◆ **TASK GOAL**
When the line containing "box: [788, 657, 874, 772]" appears in the data below, begin copying there and stop only after the line containing "positive clicks: (813, 695) (857, 668)".

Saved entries
------------------------

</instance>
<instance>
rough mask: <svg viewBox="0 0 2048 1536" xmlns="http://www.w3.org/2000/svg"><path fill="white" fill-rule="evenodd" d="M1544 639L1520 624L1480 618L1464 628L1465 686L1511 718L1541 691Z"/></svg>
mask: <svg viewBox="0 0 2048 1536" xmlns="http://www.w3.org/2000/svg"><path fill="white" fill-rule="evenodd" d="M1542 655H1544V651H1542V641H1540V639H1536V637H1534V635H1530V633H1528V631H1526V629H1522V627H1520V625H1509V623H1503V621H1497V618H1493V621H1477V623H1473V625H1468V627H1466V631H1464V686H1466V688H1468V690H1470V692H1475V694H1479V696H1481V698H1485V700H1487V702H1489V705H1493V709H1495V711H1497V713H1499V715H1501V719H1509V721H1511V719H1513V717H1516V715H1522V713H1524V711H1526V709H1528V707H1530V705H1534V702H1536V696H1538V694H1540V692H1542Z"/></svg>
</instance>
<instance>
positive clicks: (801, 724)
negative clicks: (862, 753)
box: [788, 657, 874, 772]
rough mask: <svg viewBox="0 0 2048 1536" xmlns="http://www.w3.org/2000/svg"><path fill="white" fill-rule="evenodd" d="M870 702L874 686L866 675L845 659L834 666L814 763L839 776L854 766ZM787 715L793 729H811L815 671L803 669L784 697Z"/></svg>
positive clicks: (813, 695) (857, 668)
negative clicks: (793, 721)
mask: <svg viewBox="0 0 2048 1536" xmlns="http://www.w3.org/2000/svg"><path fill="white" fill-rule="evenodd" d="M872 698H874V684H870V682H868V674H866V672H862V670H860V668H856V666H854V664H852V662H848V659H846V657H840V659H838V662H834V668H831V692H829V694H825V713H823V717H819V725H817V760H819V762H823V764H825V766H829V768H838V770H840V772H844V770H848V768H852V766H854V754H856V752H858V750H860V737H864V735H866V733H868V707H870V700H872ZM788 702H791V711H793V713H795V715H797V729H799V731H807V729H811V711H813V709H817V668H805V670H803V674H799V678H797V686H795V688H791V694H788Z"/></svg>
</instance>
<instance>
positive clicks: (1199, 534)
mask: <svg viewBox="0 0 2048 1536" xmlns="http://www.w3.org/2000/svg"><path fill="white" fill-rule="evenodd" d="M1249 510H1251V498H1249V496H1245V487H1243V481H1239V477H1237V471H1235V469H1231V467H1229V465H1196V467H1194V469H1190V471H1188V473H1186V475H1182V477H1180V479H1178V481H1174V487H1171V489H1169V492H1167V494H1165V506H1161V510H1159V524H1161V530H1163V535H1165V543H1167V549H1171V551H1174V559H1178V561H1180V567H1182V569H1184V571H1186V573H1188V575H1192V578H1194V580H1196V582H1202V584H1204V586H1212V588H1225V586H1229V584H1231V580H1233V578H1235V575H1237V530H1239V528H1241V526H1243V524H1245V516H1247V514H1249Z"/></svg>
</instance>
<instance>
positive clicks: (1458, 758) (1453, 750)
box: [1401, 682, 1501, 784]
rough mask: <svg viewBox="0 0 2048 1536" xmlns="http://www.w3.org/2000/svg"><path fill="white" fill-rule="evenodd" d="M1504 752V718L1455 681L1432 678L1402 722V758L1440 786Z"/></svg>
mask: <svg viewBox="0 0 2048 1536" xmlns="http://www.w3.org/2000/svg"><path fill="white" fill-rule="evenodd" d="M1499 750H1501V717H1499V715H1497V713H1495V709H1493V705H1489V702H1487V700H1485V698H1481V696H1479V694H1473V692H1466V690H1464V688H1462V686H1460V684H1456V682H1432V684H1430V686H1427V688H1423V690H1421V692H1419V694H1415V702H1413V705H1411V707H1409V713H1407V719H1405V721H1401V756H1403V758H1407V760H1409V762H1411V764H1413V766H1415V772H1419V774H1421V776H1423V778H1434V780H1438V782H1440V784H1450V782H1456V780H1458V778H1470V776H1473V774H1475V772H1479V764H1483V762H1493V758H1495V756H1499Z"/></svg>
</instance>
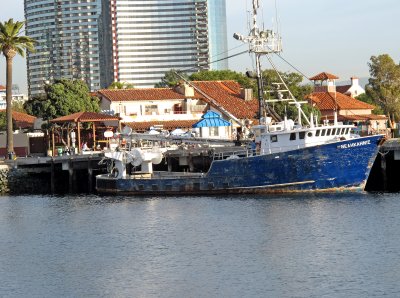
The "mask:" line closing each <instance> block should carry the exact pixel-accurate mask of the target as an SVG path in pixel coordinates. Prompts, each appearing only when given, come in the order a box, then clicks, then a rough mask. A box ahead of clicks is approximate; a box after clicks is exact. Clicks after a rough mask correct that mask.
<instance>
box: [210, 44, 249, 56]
mask: <svg viewBox="0 0 400 298" xmlns="http://www.w3.org/2000/svg"><path fill="white" fill-rule="evenodd" d="M243 46H244V44H240V45H238V46H236V47H234V48H232V49H229V50H226V51H224V52H221V53H218V54H216V55H215V56H211V57H210V58H214V57H218V56H221V55H222V54H225V53H229V52H230V51H233V50H236V49H237V48H240V47H243Z"/></svg>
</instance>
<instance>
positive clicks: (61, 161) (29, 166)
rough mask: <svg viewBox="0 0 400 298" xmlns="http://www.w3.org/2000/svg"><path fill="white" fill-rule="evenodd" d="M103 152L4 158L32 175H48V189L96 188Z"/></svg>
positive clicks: (82, 190)
mask: <svg viewBox="0 0 400 298" xmlns="http://www.w3.org/2000/svg"><path fill="white" fill-rule="evenodd" d="M103 158H104V153H102V152H85V154H77V155H63V156H56V157H26V158H17V159H15V160H12V161H5V164H7V165H8V166H9V167H11V168H14V169H20V170H23V171H24V172H25V173H29V174H32V175H35V174H37V175H43V176H46V177H48V178H50V193H52V194H55V193H60V192H61V193H64V192H68V193H76V192H88V193H92V192H94V191H95V188H94V187H95V175H97V174H100V173H104V172H105V170H106V166H105V164H99V162H100V161H101V160H102V159H103Z"/></svg>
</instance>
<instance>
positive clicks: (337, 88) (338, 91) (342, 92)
mask: <svg viewBox="0 0 400 298" xmlns="http://www.w3.org/2000/svg"><path fill="white" fill-rule="evenodd" d="M350 87H351V85H344V86H336V91H337V92H340V93H343V94H345V93H346V92H347V91H349V89H350Z"/></svg>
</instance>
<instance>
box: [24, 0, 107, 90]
mask: <svg viewBox="0 0 400 298" xmlns="http://www.w3.org/2000/svg"><path fill="white" fill-rule="evenodd" d="M103 4H104V3H102V1H101V0H87V1H77V0H71V1H64V0H25V1H24V8H25V19H26V35H28V36H30V37H32V38H33V39H35V40H36V41H37V42H38V43H37V45H36V51H35V52H33V53H28V57H27V70H28V89H29V95H30V96H34V95H38V94H41V93H43V92H44V85H45V84H46V83H51V82H52V81H53V80H54V79H57V78H70V79H82V80H84V81H85V82H86V83H87V85H88V86H89V88H90V90H91V91H94V90H98V89H100V88H101V87H105V85H106V83H107V82H106V81H107V71H106V70H101V65H103V64H104V63H102V60H104V59H105V57H104V56H103V55H102V52H101V49H100V48H101V47H100V46H99V45H100V44H102V37H103V34H102V30H103V28H106V26H103V25H104V24H103V22H104V20H105V15H104V14H102V11H103V8H104V6H103Z"/></svg>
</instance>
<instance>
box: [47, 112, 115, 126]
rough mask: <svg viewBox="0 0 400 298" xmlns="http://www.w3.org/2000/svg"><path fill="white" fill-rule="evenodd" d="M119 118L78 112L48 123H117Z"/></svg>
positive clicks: (95, 114) (91, 112)
mask: <svg viewBox="0 0 400 298" xmlns="http://www.w3.org/2000/svg"><path fill="white" fill-rule="evenodd" d="M119 119H120V118H119V117H117V116H111V115H107V114H100V113H94V112H78V113H75V114H71V115H67V116H62V117H58V118H56V119H53V120H50V122H53V123H57V122H103V121H118V120H119Z"/></svg>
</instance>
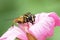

------------------------

◆ **RESULT**
box: [788, 657, 874, 772]
rough mask: <svg viewBox="0 0 2048 1536" xmlns="http://www.w3.org/2000/svg"><path fill="white" fill-rule="evenodd" d="M870 702L874 686L866 675L845 659L834 666L814 763L839 776L854 766ZM787 715L793 729H811L815 671L803 669L784 697Z"/></svg>
positive clicks: (813, 695) (857, 668)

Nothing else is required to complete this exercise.